#### Input records ####

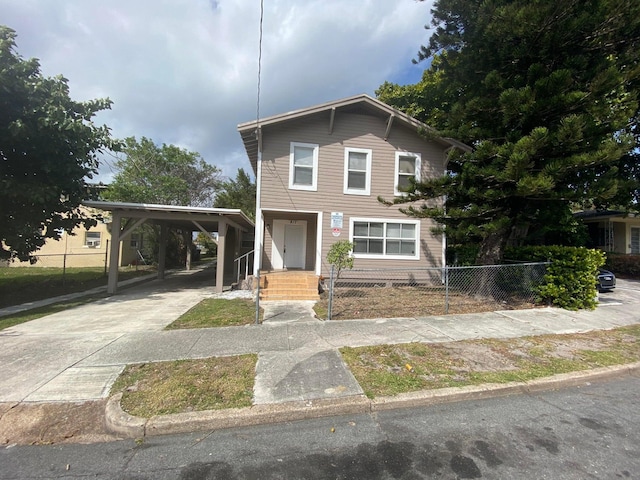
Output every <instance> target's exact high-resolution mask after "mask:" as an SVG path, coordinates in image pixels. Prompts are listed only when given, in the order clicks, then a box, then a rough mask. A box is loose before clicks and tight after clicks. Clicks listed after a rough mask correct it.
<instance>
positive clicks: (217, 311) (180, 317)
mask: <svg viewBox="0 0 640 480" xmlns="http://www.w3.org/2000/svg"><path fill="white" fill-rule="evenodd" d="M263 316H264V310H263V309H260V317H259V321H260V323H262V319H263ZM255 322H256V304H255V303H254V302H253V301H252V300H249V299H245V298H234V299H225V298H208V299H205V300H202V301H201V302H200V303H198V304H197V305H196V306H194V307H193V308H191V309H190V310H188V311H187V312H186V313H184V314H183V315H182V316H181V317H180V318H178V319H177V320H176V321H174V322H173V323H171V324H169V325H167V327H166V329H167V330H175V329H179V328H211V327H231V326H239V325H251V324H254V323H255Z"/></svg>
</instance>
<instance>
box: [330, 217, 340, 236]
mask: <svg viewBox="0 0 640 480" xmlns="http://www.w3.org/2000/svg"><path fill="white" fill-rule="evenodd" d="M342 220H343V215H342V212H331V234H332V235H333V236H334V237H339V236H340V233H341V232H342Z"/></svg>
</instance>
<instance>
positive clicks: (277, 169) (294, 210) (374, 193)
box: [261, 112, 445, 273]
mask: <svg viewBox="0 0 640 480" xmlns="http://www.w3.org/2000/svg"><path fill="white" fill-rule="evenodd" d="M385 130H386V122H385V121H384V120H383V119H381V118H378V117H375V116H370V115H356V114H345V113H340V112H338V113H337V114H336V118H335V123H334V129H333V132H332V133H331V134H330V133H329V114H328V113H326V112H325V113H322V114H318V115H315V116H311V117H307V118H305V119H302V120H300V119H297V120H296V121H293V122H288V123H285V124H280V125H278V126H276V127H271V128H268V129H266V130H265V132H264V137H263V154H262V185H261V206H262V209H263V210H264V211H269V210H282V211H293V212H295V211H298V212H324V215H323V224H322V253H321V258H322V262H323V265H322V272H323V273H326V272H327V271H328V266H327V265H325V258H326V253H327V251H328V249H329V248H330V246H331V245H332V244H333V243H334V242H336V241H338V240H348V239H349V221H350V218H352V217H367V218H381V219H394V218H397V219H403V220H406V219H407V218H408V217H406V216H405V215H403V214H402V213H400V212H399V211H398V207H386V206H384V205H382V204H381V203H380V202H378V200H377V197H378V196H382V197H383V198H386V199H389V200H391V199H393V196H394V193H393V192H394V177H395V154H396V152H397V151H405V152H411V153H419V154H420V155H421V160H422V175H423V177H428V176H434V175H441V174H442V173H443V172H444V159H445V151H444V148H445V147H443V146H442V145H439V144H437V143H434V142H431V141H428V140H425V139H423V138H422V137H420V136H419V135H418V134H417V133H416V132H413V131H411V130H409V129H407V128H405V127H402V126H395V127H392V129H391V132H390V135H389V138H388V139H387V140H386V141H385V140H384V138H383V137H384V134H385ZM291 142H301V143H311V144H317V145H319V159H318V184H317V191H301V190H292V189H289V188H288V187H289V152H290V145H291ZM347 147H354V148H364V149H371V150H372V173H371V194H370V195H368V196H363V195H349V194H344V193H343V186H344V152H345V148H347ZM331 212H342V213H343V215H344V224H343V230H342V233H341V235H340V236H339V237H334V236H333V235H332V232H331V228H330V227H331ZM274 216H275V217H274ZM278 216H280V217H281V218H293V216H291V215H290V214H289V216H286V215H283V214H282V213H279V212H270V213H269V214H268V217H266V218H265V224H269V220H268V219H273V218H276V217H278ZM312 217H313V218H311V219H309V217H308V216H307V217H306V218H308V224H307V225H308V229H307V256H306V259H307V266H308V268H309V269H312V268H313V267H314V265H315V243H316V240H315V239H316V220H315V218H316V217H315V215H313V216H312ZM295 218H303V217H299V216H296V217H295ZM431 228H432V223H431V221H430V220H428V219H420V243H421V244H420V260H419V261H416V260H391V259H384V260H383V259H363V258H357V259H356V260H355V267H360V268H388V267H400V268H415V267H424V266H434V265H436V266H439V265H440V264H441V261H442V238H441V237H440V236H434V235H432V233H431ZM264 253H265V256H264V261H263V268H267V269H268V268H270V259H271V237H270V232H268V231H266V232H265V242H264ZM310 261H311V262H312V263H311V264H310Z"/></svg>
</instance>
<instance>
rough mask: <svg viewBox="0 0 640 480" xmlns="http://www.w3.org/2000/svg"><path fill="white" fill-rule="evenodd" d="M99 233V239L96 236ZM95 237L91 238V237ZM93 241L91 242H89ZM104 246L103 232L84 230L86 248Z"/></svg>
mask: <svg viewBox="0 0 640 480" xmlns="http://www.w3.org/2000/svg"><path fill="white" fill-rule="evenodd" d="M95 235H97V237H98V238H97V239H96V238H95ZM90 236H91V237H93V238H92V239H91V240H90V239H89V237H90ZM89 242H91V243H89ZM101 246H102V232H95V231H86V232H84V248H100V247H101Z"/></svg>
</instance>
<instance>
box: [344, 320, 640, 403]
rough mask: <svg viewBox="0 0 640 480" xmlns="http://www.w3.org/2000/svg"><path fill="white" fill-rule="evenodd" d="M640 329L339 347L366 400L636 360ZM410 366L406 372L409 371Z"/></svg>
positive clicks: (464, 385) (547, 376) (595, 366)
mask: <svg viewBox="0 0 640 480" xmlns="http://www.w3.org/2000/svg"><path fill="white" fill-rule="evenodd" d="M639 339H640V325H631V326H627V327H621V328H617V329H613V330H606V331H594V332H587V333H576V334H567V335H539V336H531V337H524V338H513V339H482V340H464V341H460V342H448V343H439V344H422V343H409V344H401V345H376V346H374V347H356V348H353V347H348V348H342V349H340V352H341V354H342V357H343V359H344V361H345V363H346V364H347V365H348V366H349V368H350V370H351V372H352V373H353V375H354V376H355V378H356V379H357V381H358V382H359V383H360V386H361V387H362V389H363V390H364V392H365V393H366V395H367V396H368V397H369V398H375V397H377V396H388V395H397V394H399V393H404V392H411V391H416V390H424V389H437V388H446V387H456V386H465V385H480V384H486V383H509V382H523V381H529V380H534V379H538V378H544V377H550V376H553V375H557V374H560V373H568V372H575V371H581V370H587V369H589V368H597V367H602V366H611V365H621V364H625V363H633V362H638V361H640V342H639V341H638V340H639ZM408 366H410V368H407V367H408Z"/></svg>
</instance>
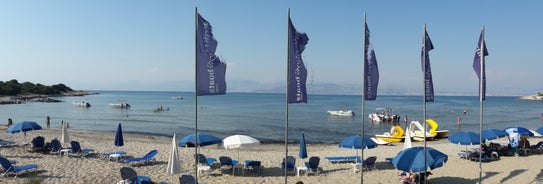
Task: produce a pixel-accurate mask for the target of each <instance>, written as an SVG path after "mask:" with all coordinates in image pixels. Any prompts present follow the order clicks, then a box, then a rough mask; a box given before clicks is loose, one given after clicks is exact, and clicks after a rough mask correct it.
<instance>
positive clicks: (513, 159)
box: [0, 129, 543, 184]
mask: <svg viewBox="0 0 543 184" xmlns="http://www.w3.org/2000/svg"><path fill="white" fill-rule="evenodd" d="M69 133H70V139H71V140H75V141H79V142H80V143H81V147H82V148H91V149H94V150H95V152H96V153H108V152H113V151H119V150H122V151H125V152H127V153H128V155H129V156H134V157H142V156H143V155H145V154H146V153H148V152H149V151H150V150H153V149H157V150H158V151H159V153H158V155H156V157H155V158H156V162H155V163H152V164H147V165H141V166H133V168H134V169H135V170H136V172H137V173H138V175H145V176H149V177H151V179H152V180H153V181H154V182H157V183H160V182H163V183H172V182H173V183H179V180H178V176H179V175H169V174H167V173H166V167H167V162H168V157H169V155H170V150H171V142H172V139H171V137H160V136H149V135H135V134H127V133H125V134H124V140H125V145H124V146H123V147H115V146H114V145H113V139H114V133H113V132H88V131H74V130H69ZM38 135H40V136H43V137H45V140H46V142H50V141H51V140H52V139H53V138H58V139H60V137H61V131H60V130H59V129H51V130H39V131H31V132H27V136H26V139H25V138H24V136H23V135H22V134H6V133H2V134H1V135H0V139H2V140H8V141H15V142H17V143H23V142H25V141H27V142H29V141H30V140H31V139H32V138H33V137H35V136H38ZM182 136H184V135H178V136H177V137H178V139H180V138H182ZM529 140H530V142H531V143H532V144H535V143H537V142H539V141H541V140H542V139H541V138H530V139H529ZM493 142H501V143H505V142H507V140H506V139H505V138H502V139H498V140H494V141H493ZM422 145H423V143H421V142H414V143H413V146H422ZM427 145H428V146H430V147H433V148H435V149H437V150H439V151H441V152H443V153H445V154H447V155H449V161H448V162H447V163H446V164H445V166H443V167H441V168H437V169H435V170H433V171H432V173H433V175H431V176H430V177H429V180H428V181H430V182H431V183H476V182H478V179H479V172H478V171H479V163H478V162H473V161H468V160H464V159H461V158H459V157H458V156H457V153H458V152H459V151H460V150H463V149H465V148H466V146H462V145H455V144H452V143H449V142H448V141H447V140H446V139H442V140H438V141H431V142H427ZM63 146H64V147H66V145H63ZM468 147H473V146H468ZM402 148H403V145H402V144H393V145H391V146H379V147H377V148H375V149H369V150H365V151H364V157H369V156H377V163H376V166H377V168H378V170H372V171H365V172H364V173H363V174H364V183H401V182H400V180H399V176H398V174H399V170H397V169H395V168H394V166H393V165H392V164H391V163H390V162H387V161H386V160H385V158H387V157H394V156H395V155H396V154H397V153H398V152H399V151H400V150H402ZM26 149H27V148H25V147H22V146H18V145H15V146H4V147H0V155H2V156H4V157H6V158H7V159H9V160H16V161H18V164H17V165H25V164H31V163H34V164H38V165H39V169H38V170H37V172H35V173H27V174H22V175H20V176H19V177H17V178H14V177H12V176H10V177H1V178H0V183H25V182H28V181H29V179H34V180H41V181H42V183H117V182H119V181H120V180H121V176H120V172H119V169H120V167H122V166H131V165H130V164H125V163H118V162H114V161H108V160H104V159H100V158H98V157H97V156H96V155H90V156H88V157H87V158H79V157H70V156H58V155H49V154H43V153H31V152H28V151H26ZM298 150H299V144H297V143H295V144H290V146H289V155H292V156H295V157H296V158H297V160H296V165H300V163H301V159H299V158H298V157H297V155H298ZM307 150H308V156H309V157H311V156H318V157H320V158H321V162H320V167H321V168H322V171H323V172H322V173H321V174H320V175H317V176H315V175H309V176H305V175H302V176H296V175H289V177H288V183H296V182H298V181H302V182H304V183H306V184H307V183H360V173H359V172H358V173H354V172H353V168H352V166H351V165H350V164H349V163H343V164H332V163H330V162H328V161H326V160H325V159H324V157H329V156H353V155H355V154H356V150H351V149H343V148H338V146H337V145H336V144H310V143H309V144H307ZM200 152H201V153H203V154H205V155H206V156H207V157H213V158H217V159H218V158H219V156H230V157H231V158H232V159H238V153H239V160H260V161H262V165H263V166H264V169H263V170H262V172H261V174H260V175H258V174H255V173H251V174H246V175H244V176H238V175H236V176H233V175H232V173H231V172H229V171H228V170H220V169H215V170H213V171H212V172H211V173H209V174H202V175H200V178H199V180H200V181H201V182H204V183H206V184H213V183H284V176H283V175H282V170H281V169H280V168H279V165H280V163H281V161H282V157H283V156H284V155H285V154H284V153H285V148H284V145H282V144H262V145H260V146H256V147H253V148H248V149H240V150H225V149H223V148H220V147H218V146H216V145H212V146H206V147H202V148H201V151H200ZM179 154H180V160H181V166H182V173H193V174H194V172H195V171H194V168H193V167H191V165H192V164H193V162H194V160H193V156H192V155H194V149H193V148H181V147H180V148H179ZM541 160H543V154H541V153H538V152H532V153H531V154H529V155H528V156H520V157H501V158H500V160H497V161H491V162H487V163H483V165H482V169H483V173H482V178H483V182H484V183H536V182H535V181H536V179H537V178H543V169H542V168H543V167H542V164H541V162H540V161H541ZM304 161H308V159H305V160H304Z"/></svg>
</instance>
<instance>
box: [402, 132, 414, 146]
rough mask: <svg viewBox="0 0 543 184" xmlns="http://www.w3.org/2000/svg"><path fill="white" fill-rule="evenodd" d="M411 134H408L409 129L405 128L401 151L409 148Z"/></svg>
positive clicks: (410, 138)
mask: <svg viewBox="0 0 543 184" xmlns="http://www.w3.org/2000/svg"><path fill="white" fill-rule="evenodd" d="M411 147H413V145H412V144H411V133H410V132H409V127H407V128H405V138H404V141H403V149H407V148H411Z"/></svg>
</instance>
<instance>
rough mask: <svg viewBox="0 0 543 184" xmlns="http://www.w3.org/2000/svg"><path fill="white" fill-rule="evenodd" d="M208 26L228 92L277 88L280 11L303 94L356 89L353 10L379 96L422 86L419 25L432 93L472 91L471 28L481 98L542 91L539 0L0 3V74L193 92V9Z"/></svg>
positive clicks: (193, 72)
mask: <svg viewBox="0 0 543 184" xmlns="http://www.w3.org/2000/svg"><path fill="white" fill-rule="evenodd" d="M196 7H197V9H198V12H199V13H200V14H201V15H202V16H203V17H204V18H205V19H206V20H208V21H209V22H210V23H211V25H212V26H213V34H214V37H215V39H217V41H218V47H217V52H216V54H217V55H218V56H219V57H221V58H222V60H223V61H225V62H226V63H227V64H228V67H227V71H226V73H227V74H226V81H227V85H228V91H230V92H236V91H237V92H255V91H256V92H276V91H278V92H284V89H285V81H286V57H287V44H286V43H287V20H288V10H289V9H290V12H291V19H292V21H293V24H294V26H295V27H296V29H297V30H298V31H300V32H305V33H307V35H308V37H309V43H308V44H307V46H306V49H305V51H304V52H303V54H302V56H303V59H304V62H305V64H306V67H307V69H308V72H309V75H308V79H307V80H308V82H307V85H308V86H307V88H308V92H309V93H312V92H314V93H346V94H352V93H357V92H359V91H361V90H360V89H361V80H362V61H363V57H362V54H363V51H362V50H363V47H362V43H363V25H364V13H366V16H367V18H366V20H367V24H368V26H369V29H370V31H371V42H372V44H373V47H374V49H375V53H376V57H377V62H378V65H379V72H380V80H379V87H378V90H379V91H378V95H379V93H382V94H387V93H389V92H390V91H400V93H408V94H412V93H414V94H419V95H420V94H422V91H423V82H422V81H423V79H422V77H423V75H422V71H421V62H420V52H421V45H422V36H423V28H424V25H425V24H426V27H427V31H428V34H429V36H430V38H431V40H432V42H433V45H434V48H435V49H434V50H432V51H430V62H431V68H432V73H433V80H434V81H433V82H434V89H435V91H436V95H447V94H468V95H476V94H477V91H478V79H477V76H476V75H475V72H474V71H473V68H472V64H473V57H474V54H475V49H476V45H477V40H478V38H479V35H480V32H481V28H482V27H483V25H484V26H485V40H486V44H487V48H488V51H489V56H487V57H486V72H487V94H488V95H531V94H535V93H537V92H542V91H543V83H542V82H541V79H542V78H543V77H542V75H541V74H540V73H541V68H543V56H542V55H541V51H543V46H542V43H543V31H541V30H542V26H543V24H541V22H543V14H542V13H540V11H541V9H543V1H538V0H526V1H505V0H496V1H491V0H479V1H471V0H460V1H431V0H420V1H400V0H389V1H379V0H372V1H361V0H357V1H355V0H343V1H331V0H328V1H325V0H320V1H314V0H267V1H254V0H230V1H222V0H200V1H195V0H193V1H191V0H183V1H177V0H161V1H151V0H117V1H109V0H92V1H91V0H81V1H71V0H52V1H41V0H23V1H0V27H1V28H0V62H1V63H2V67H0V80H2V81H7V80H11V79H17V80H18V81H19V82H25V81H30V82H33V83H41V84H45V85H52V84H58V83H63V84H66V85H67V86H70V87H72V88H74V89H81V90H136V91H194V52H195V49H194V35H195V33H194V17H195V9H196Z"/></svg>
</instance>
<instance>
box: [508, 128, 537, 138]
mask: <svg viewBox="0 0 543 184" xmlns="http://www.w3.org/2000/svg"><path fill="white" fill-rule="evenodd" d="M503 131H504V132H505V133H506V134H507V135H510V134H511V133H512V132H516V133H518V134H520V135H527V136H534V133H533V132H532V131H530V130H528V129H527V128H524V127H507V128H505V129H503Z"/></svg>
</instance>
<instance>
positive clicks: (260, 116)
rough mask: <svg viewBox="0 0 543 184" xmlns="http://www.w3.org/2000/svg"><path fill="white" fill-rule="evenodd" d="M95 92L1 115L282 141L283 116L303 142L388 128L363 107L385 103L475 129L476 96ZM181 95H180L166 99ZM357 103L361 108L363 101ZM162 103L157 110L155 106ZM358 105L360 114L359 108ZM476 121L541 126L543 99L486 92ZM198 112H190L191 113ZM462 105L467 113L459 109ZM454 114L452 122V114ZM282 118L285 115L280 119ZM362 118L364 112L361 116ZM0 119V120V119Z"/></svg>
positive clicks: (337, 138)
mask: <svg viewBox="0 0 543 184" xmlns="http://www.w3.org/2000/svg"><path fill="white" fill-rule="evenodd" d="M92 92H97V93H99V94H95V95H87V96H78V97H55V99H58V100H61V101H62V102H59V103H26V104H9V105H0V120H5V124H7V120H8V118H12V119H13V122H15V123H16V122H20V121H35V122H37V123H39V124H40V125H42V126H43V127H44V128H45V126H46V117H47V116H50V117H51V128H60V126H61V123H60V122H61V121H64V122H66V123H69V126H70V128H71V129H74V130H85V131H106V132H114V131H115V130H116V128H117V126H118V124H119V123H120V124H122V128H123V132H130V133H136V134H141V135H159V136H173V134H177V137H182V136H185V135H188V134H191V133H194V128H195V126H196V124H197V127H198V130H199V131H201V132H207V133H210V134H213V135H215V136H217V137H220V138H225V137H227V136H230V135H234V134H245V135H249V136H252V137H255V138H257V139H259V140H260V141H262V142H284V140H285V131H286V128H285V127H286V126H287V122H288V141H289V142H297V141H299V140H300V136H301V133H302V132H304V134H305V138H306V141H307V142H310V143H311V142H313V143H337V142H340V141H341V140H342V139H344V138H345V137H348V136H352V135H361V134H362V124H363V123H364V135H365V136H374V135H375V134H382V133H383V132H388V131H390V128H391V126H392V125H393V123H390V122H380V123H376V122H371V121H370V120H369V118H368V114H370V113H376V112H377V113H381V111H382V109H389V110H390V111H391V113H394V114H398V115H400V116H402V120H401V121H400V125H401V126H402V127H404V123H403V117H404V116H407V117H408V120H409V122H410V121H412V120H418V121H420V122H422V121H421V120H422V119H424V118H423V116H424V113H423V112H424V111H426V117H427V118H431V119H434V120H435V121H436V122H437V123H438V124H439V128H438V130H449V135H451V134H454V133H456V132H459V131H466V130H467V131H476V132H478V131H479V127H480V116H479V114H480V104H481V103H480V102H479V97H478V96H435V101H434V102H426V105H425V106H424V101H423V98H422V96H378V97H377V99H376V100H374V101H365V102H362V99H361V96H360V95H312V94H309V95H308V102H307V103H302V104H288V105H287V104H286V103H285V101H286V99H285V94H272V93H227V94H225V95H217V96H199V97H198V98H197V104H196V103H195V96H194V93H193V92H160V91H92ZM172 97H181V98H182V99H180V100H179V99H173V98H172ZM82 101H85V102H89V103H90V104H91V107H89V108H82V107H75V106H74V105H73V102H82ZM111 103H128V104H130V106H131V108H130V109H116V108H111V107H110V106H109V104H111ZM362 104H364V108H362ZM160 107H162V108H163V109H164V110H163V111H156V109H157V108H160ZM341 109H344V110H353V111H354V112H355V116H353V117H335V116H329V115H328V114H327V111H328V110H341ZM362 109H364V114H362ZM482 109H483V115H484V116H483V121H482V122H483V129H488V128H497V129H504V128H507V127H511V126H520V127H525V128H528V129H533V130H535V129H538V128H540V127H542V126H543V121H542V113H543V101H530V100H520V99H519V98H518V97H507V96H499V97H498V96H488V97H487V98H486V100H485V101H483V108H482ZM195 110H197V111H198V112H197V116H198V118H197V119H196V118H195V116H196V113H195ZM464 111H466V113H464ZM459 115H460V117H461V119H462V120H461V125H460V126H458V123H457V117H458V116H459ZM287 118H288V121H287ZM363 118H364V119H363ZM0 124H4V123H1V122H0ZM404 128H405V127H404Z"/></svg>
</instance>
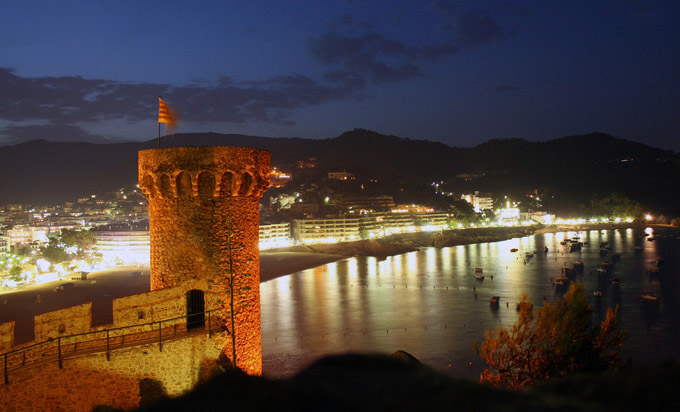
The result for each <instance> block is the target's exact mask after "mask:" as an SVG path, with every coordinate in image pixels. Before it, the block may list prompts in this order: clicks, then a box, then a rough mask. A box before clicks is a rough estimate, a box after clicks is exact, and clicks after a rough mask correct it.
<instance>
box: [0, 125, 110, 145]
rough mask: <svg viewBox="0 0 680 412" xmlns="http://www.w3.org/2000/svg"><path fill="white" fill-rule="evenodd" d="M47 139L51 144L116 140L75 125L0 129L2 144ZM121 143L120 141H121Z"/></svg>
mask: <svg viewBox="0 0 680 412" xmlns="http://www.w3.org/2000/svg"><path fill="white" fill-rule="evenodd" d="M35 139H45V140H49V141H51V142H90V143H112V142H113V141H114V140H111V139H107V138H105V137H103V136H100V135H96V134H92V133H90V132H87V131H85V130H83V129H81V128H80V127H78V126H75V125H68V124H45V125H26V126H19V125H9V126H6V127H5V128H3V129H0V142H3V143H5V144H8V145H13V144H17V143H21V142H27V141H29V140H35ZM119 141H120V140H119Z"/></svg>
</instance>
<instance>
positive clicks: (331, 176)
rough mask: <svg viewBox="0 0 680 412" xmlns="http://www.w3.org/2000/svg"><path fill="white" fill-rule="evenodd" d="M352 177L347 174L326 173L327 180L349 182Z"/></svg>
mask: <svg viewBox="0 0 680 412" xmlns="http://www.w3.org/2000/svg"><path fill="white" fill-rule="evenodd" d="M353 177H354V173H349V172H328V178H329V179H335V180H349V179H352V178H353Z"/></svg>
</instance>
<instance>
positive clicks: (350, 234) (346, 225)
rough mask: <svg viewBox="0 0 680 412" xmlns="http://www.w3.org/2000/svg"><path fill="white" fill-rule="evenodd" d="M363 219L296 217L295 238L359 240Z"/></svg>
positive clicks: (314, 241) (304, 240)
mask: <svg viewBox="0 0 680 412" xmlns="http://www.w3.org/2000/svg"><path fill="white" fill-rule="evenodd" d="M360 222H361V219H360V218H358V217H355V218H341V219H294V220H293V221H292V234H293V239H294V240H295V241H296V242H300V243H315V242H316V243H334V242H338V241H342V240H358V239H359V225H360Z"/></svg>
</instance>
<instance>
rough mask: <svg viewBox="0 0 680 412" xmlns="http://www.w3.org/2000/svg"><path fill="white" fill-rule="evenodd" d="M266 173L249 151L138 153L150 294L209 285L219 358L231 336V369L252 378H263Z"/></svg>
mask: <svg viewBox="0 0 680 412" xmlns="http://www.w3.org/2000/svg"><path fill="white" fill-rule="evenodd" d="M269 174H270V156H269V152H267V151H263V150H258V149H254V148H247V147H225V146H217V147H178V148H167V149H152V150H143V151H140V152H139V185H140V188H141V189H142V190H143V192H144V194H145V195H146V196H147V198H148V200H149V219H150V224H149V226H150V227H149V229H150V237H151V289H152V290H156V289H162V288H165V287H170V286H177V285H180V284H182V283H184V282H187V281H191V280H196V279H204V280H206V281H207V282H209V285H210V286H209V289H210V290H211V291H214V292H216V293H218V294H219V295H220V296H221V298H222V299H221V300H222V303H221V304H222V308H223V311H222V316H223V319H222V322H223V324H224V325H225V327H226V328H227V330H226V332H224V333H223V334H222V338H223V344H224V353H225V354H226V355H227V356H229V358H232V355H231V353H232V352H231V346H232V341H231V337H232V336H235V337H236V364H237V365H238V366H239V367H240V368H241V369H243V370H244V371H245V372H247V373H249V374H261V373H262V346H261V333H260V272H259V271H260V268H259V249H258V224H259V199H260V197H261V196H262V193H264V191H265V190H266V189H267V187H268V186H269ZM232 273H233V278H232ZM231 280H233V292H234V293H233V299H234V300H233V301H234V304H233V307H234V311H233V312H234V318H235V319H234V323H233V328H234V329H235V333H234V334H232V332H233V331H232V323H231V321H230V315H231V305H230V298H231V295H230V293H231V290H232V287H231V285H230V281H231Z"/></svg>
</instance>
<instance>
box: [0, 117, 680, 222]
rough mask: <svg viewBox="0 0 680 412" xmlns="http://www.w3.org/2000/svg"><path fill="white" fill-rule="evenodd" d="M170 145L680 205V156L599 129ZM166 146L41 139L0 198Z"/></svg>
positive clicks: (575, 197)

####

What to produce:
Select every line in the rows above that contains the string "positive", matching case exactly.

Worked solution:
positive clicks: (217, 311) (180, 317)
positive clicks: (277, 169) (294, 210) (374, 193)
positive clicks: (464, 385) (547, 376) (595, 366)
positive clicks: (513, 159)
positive clicks: (410, 138)
positive clicks: (193, 72)
positive clicks: (260, 116)
positive clicks: (337, 138)
positive clicks: (331, 176)
positive clicks: (350, 234) (346, 225)
positive clicks: (314, 241) (304, 240)
positive clicks: (575, 197)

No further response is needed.